--- Start Provided entries ---
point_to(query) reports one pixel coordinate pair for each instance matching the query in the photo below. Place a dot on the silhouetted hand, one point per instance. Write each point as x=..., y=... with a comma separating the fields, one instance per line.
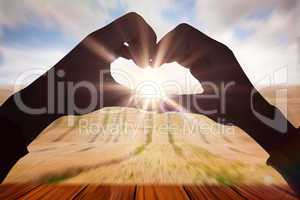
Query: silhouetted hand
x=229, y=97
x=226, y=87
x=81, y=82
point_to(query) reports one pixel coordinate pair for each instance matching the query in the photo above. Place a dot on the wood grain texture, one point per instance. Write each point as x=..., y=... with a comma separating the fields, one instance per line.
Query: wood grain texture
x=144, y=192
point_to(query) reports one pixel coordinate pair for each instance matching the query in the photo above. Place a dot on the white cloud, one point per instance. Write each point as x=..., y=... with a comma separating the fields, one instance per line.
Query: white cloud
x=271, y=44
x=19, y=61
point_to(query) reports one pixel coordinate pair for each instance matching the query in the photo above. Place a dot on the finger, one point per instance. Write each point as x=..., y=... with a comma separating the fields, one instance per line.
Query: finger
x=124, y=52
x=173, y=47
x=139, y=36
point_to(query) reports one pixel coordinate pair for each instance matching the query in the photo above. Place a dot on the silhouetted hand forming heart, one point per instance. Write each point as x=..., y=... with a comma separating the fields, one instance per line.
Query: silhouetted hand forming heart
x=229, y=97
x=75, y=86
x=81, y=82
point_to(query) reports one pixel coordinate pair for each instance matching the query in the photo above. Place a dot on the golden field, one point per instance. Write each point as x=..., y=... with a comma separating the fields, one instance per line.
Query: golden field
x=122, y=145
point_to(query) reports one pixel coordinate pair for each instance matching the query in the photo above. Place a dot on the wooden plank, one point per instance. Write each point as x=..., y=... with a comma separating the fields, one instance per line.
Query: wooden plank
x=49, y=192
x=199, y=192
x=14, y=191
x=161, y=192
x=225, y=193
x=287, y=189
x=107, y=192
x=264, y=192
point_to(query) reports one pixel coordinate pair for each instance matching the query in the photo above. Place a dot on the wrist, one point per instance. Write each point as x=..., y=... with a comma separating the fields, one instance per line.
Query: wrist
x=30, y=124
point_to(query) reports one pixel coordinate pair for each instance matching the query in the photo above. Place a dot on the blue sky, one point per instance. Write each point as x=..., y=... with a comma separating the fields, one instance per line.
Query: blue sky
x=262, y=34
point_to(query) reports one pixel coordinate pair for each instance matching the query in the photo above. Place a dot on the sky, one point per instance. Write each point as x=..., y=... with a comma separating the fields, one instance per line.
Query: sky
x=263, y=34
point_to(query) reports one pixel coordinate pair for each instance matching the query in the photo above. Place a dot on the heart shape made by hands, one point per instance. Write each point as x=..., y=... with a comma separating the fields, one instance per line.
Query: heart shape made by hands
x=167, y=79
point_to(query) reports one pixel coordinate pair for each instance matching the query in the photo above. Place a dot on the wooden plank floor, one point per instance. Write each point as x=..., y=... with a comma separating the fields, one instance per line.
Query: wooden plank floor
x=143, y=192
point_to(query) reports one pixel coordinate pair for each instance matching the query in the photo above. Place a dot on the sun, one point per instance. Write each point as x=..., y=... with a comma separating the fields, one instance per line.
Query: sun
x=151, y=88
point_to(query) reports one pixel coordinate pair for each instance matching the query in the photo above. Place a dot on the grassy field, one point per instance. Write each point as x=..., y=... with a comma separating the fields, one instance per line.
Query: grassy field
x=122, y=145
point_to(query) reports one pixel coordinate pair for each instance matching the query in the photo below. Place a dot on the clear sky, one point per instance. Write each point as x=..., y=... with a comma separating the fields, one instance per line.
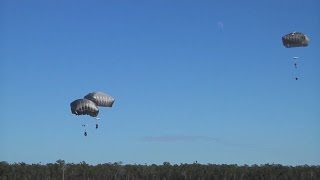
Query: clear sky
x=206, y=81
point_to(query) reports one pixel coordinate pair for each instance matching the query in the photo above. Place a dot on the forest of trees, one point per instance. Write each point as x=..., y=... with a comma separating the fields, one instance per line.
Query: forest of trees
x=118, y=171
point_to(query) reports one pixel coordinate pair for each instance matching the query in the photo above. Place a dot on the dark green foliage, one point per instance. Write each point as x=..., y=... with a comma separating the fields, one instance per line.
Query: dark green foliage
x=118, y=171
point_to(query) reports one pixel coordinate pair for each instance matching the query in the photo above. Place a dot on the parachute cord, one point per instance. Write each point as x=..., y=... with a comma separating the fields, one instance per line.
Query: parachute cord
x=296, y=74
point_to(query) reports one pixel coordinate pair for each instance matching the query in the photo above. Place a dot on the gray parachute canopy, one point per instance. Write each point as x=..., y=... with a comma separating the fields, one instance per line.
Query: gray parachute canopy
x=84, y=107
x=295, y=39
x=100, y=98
--- End Provided entries ---
▶ Problem details: Rewrite the records, from their start through the line containing "x=144, y=192", as a JSON list of strings with one string per line and no blank lines. Omit the pictures from the answer.

▶ Solution to this problem:
[
  "point_to(query) reports one pixel coordinate pair for each instance matching the query in the photo below. Place a dot on the silhouetted hand, one point per instance. Write each point as x=..., y=... with a comma separating the fields, one instance per line.",
  "Query: silhouetted hand",
  "x=229, y=97",
  "x=226, y=87",
  "x=81, y=82",
  "point_to(query) reports one pixel coordinate pair for each instance matching the query in the photo above. Place a dot on the wood grain texture, one point per instance. Write each point as x=..., y=... with a comma separating the fields, one instance per line.",
  "Query: wood grain texture",
  "x=144, y=192"
]